Task goal: Recast the material below as a two-column Markdown table headed Row and Text. Give each non-blank line its own numbered row and omit blank lines.

Supplied records:
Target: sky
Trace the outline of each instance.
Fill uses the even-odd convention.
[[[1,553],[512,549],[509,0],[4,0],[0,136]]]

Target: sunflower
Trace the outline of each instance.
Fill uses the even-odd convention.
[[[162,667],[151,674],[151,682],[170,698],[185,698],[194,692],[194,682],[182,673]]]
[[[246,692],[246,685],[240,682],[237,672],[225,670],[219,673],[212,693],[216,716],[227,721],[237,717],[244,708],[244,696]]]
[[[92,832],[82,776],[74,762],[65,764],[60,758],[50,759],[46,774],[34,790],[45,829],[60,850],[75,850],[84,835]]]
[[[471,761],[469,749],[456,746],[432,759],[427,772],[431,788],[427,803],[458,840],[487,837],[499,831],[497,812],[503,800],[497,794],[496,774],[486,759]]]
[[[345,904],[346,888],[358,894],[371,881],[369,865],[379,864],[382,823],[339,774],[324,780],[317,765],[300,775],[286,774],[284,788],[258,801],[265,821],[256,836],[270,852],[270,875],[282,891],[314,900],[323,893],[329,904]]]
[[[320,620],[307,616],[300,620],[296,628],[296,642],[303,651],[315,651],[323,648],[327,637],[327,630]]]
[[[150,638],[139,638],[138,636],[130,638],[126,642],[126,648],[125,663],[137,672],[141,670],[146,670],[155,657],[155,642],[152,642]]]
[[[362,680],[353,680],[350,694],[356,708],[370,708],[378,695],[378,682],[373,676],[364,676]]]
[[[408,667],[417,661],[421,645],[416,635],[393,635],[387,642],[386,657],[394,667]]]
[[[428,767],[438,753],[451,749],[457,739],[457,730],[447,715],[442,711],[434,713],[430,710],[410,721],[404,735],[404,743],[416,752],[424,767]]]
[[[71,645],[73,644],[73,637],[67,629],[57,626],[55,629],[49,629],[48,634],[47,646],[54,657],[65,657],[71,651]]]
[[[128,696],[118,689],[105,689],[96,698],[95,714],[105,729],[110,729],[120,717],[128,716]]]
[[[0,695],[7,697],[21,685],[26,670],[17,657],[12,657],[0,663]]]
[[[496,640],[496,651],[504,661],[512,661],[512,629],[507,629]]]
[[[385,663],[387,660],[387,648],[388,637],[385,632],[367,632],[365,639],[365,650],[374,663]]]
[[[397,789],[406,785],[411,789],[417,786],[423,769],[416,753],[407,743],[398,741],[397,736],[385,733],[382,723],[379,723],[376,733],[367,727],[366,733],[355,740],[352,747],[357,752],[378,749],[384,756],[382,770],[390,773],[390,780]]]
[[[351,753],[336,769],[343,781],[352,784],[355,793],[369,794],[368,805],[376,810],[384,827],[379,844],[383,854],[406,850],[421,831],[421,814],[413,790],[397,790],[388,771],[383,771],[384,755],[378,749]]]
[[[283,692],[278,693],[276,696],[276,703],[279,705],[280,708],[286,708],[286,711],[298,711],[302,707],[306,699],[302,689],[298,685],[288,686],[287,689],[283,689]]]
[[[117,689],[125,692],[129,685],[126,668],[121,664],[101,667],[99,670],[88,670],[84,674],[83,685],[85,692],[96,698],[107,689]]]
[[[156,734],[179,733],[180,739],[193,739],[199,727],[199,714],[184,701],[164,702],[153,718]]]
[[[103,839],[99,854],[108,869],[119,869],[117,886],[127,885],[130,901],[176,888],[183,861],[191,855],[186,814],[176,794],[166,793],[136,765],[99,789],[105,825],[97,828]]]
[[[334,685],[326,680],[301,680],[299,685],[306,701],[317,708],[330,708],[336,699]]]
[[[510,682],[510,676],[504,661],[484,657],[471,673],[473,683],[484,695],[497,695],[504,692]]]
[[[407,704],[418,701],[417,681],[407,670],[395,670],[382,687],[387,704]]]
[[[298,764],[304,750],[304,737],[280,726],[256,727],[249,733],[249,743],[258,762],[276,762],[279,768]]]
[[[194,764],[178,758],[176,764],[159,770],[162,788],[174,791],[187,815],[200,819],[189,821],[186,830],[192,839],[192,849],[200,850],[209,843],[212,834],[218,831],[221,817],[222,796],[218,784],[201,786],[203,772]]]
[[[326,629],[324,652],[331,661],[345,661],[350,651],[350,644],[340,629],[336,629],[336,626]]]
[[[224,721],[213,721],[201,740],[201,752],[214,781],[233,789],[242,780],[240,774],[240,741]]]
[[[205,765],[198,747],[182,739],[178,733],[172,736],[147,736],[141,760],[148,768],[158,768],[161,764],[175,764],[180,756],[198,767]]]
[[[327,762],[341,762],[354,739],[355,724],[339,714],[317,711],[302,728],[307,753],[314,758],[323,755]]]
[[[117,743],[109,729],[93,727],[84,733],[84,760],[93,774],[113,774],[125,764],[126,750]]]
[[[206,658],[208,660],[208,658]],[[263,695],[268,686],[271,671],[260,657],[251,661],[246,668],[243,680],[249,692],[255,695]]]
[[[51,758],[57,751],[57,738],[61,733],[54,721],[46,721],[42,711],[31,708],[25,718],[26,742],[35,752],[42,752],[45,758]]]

Task answer:
| Row | Text |
|---|---|
| 1 | Target: sky |
| 2 | Trace the outline of each instance. |
| 3 | Fill uses the even-odd convention. |
| 4 | [[[1,553],[512,549],[509,0],[4,0],[0,136]]] |
| 5 | Target: sunflower |
| 6 | Trace the outline of each instance. |
| 7 | Fill uses the even-odd convention. |
| 8 | [[[162,667],[151,674],[151,682],[170,698],[185,698],[194,692],[194,682],[182,673]]] |
| 9 | [[[246,692],[246,685],[240,682],[237,672],[225,670],[219,673],[212,693],[216,716],[227,721],[237,717],[244,708],[244,696]]] |
| 10 | [[[92,832],[82,776],[74,762],[65,764],[60,758],[50,759],[46,774],[34,790],[45,829],[60,850],[75,850],[84,835]]] |
| 11 | [[[471,761],[469,749],[456,746],[432,759],[427,772],[431,788],[427,803],[458,840],[487,837],[499,831],[497,812],[503,800],[497,794],[496,774],[486,759]]] |
| 12 | [[[345,904],[346,888],[358,894],[371,881],[369,865],[379,864],[382,823],[339,774],[324,780],[317,765],[300,775],[286,774],[284,788],[258,801],[265,821],[256,836],[270,852],[270,875],[282,891],[314,900],[323,893],[329,904]]] |
| 13 | [[[320,620],[307,616],[300,620],[296,628],[296,642],[303,651],[315,651],[323,648],[327,637],[327,630]]] |
| 14 | [[[150,638],[139,638],[138,636],[130,638],[126,642],[126,648],[125,663],[137,672],[141,670],[146,670],[155,657],[155,642],[152,642]]] |
| 15 | [[[362,680],[353,680],[350,694],[356,708],[370,708],[378,695],[378,682],[373,676],[364,676]]] |
| 16 | [[[408,667],[417,661],[421,645],[416,635],[393,635],[387,642],[386,657],[394,667]]] |
| 17 | [[[428,767],[438,753],[451,749],[457,739],[457,730],[447,715],[442,711],[434,713],[430,710],[410,721],[404,735],[404,743],[416,752],[424,767]]] |
| 18 | [[[71,645],[73,644],[73,637],[67,629],[57,626],[55,629],[49,629],[48,634],[47,646],[54,657],[65,657],[71,651]]] |
| 19 | [[[128,696],[118,689],[105,689],[96,698],[95,714],[105,729],[110,729],[120,717],[128,716]]] |
| 20 | [[[0,695],[7,697],[21,685],[26,670],[17,657],[12,657],[0,663]]] |
| 21 | [[[496,640],[496,651],[504,661],[512,661],[512,629],[507,629]]] |
| 22 | [[[385,663],[387,660],[387,648],[388,637],[385,632],[367,632],[365,639],[365,650],[374,663]]] |
| 23 | [[[397,789],[406,785],[411,789],[417,786],[423,769],[416,753],[407,743],[398,741],[397,736],[385,733],[382,723],[379,723],[376,733],[367,727],[366,733],[355,740],[352,747],[357,752],[378,749],[384,756],[382,770],[390,773],[390,780]]] |
| 24 | [[[351,753],[336,769],[343,781],[352,784],[355,793],[369,794],[368,805],[376,810],[384,827],[379,844],[383,854],[406,850],[421,831],[421,814],[413,790],[397,790],[388,771],[383,771],[384,755],[378,749]]] |
| 25 | [[[283,692],[278,693],[276,696],[276,703],[279,705],[280,708],[286,708],[286,711],[298,711],[302,707],[306,699],[302,689],[298,685],[288,686],[287,689],[283,689]]] |
| 26 | [[[117,689],[125,692],[129,685],[126,668],[121,664],[101,667],[99,670],[88,670],[84,674],[83,685],[85,692],[96,698],[107,689]]] |
| 27 | [[[156,734],[179,733],[180,739],[193,739],[199,727],[199,714],[184,701],[164,702],[153,718]]] |
| 28 | [[[103,839],[99,854],[108,869],[119,869],[117,886],[127,885],[130,901],[176,888],[183,861],[191,855],[186,814],[176,794],[166,793],[136,765],[99,789],[105,825],[97,828]]] |
| 29 | [[[334,685],[326,680],[301,680],[299,685],[306,701],[317,708],[330,708],[336,699]]] |
| 30 | [[[510,682],[510,676],[504,661],[484,657],[471,673],[473,683],[484,695],[497,695],[504,692]]] |
| 31 | [[[407,704],[418,701],[417,681],[407,670],[395,670],[382,687],[387,704]]] |
| 32 | [[[298,764],[304,750],[304,737],[280,726],[256,727],[249,733],[249,743],[258,762],[276,762],[279,768]]] |
| 33 | [[[194,764],[178,758],[176,764],[159,770],[162,788],[174,791],[187,815],[200,819],[189,821],[186,830],[192,839],[192,849],[200,850],[209,843],[212,834],[218,831],[221,817],[222,796],[218,784],[201,786],[203,772]]] |
| 34 | [[[326,629],[324,652],[331,661],[345,661],[350,651],[350,644],[340,629],[336,629],[336,626]]] |
| 35 | [[[224,721],[213,721],[201,740],[201,752],[214,781],[233,789],[242,780],[240,774],[240,741]]] |
| 36 | [[[205,765],[198,747],[182,739],[178,733],[172,736],[147,736],[141,760],[148,768],[158,768],[161,764],[175,764],[180,756],[198,767]]] |
| 37 | [[[327,762],[341,762],[354,739],[355,724],[339,714],[317,711],[302,728],[307,753],[314,758],[323,755]]] |
| 38 | [[[117,743],[109,729],[93,727],[84,733],[84,760],[93,774],[113,774],[125,764],[126,750]]] |
| 39 | [[[206,658],[208,660],[208,658]],[[263,695],[268,686],[271,671],[260,657],[251,661],[246,668],[243,680],[249,692],[255,695]]] |
| 40 | [[[51,758],[57,751],[57,738],[61,733],[54,721],[46,721],[42,711],[31,708],[25,718],[26,742],[35,752],[42,752],[45,758]]] |